§ Try it
The entries are to be output once more, word for word.

Data extracted from a collection
****************************************

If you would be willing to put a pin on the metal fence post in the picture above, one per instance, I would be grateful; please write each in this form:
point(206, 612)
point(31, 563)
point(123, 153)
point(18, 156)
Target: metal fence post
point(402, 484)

****************************************

§ Answer for this exercise
If you would be willing to put a pin on the metal fence post in the picture above, one per instance, I would be grateful; please write each in this form:
point(206, 612)
point(31, 563)
point(123, 153)
point(18, 156)
Target: metal fence post
point(402, 484)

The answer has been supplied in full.